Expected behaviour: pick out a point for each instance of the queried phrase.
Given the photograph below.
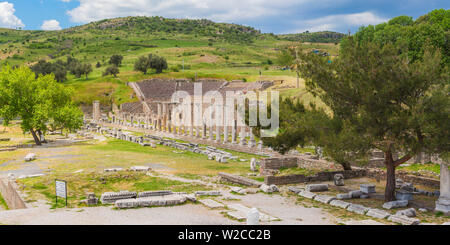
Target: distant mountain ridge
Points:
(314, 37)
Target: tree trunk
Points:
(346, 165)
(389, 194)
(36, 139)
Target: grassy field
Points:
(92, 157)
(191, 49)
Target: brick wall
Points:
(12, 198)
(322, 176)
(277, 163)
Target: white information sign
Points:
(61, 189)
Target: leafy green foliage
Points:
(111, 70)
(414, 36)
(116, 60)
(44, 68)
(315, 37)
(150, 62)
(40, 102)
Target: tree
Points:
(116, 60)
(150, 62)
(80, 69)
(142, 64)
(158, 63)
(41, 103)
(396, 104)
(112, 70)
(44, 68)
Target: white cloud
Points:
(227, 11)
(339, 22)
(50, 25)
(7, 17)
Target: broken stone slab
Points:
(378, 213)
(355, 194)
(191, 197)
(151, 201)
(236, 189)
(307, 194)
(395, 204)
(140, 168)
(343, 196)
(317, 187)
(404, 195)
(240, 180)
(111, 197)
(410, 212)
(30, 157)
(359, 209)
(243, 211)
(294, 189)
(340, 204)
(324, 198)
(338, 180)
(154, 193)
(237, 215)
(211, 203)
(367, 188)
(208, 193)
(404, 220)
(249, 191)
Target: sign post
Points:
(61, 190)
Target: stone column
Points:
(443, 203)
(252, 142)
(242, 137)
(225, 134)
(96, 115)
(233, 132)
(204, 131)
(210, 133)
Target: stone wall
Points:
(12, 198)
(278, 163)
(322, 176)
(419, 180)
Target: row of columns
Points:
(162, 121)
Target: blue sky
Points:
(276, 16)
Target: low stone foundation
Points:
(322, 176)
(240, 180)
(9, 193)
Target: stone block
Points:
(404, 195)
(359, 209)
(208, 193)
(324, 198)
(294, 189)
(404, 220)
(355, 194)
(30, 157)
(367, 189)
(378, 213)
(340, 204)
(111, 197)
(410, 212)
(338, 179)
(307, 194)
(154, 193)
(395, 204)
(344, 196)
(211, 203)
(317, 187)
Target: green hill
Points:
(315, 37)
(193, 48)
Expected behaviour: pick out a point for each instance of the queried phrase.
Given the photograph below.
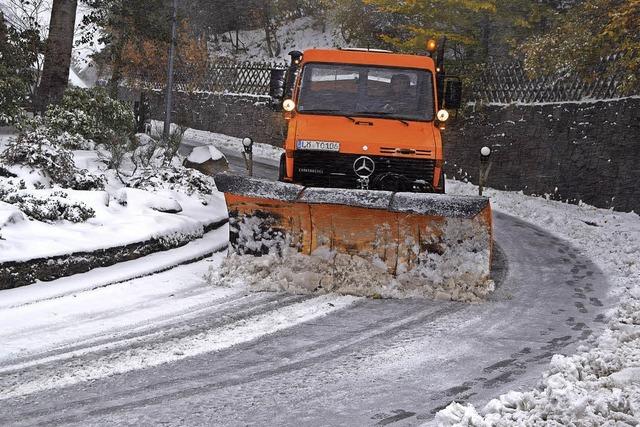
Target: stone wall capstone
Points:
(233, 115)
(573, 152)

---

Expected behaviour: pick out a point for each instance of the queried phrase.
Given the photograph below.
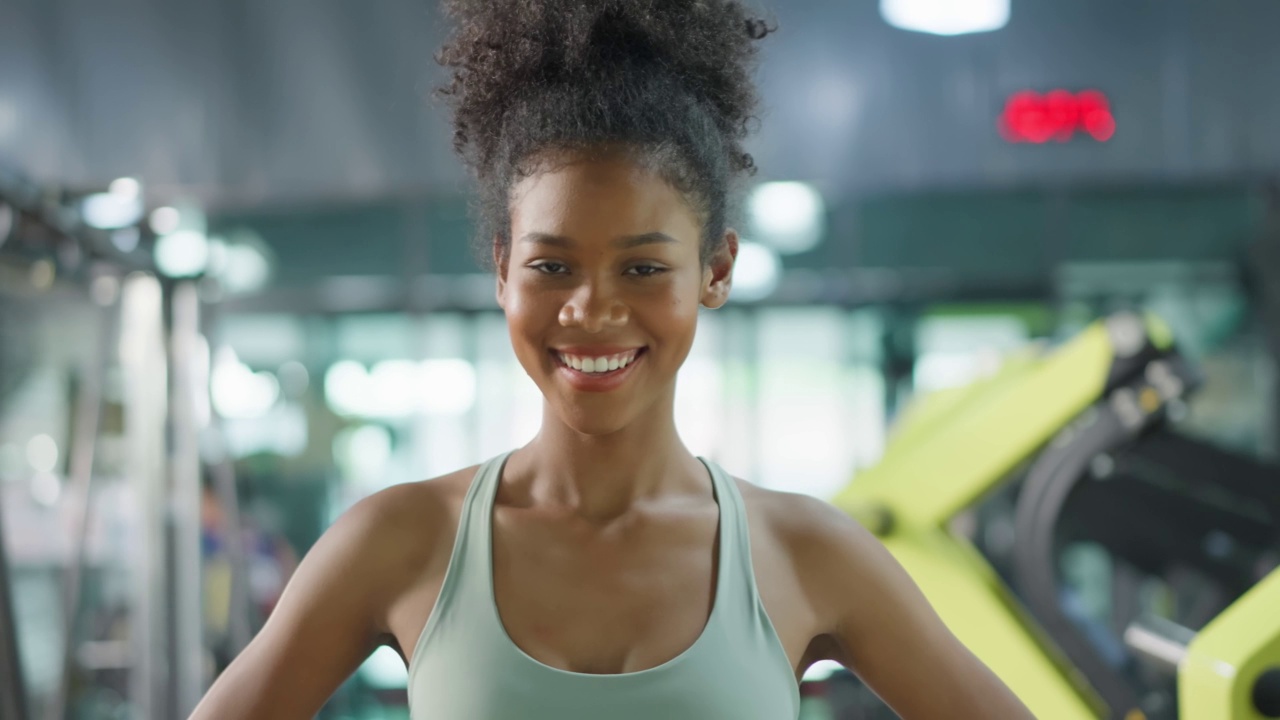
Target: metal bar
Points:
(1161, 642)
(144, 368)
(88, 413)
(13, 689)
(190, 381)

---

§ **Action item**: Within the material above, the line with "Target: blue sky" opens the range and the line with "Target: stone block" closes it; reproduce that range word for word.

§ **Output of the task**:
Target: blue sky
Points:
(276, 16)
Target: low stone foundation
Points:
(322, 176)
(240, 180)
(9, 193)
Target: stone block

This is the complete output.